■ **Passage for review**:

Content starts

In the UCY Economic Research Centre outlook for May, real GDP growth is estimated at 2.6%, 1.5 percentage points lower than its January forecast.

In 2023, real GDP growth is estimated to bounce back to 3.1%.

“Russia’s invasion of Ukraine and sanctions on Russia have weakened the outlook for Cyprus, mainly as a result of the expected collapse of tourist arrivals from Russia and Ukraine, rising international commodity prices, weaker economic sentiment and less favourable financial conditions,” the outlook said.

The ERC cautioned: “The war in Ukraine and sanctions against Russia could impact activity in Cyprus more adversely than indicated by the current forecasts.

“Moreover, the continuation of the war and tighter EU sanctions against Russia may weigh on growth prospects primarily through higher fuel, food and raw material prices.”

UCY economists said new COVID-19 waves continue to pose significant downside risks to the outlook through new containment measures and supply bottlenecks that exert upward pressures on prices.

Content ends

■ **Records supplied**:
Content starts

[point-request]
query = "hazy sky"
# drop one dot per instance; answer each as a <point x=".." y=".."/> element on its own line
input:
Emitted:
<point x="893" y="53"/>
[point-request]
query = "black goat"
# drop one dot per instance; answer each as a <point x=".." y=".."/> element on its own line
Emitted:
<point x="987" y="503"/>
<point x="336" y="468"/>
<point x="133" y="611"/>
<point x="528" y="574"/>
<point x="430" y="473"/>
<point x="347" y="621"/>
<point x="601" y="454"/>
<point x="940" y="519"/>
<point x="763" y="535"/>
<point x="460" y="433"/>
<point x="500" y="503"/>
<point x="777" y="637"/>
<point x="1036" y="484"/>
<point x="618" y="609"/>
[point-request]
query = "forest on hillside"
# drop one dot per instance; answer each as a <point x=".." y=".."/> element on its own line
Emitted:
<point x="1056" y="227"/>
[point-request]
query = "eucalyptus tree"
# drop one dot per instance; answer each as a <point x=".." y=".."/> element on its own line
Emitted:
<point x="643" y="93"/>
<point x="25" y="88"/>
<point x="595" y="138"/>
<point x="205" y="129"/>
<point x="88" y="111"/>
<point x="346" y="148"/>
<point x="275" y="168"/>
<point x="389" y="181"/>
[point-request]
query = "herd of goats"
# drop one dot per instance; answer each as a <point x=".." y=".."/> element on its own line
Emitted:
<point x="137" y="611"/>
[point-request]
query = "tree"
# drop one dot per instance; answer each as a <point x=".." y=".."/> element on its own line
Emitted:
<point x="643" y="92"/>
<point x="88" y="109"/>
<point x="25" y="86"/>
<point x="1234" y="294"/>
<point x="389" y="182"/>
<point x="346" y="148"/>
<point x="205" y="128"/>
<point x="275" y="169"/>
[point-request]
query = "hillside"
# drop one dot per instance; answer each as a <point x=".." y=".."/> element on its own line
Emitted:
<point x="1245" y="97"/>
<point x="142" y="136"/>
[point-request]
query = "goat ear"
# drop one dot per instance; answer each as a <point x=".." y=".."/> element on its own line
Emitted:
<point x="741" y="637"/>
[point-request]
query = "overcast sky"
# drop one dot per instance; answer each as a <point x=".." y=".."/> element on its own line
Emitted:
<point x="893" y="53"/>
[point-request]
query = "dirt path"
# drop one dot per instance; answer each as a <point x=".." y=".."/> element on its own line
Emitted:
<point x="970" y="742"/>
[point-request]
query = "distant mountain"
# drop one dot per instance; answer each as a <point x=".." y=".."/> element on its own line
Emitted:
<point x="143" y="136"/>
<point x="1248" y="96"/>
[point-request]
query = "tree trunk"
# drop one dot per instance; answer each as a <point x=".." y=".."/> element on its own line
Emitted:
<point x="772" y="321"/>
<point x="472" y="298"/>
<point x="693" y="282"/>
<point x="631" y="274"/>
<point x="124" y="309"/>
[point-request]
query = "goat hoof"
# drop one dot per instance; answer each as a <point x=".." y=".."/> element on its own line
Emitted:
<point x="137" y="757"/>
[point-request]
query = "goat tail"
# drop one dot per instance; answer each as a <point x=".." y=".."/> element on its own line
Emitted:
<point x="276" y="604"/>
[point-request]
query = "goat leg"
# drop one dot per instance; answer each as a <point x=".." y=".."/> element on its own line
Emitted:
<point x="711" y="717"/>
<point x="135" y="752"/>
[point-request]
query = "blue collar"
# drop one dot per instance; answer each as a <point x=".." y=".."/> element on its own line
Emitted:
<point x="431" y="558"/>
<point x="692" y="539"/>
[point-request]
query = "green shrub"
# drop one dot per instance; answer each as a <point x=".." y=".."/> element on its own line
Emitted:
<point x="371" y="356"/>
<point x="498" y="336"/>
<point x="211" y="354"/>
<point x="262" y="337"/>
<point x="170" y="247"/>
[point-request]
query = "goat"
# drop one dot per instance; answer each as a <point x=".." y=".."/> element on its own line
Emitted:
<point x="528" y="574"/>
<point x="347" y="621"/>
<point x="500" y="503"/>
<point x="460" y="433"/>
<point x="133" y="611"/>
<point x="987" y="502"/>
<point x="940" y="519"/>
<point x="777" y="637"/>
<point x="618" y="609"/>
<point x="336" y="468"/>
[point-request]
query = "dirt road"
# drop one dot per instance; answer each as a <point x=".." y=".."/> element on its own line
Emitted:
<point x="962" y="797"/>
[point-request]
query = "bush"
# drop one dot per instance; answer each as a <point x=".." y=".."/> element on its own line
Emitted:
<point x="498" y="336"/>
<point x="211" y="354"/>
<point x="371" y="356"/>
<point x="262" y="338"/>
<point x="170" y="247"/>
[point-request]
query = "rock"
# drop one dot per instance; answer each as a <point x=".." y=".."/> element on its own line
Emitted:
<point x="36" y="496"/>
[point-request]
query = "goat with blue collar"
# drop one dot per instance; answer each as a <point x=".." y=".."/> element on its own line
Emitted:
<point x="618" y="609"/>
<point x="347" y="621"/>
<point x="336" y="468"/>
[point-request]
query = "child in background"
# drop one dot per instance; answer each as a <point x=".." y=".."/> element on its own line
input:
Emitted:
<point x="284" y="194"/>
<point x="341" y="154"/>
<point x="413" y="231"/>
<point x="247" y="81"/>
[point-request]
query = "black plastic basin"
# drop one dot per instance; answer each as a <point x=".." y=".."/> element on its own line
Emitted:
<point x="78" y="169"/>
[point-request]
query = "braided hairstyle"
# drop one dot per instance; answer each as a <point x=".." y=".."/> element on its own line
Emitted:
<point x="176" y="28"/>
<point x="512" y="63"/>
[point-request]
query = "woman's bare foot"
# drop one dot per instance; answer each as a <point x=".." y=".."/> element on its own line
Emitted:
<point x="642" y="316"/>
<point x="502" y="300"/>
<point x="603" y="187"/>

Content ends

Copy the Cyprus outlook passage starting at "In the UCY Economic" and ending at "the outlook said.", switching every "real GDP growth" to "economic growth". The rows have nothing to do with the Cyprus outlook passage.

In the UCY Economic Research Centre outlook for May, economic growth is estimated at 2.6%, 1.5 percentage points lower than its January forecast.

In 2023, economic growth is estimated to bounce back to 3.1%.

“Russia’s invasion of Ukraine and sanctions on Russia have weakened the outlook for Cyprus, mainly as a result of the expected collapse of tourist arrivals from Russia and Ukraine, rising international commodity prices, weaker economic sentiment and less favourable financial conditions,” the outlook said.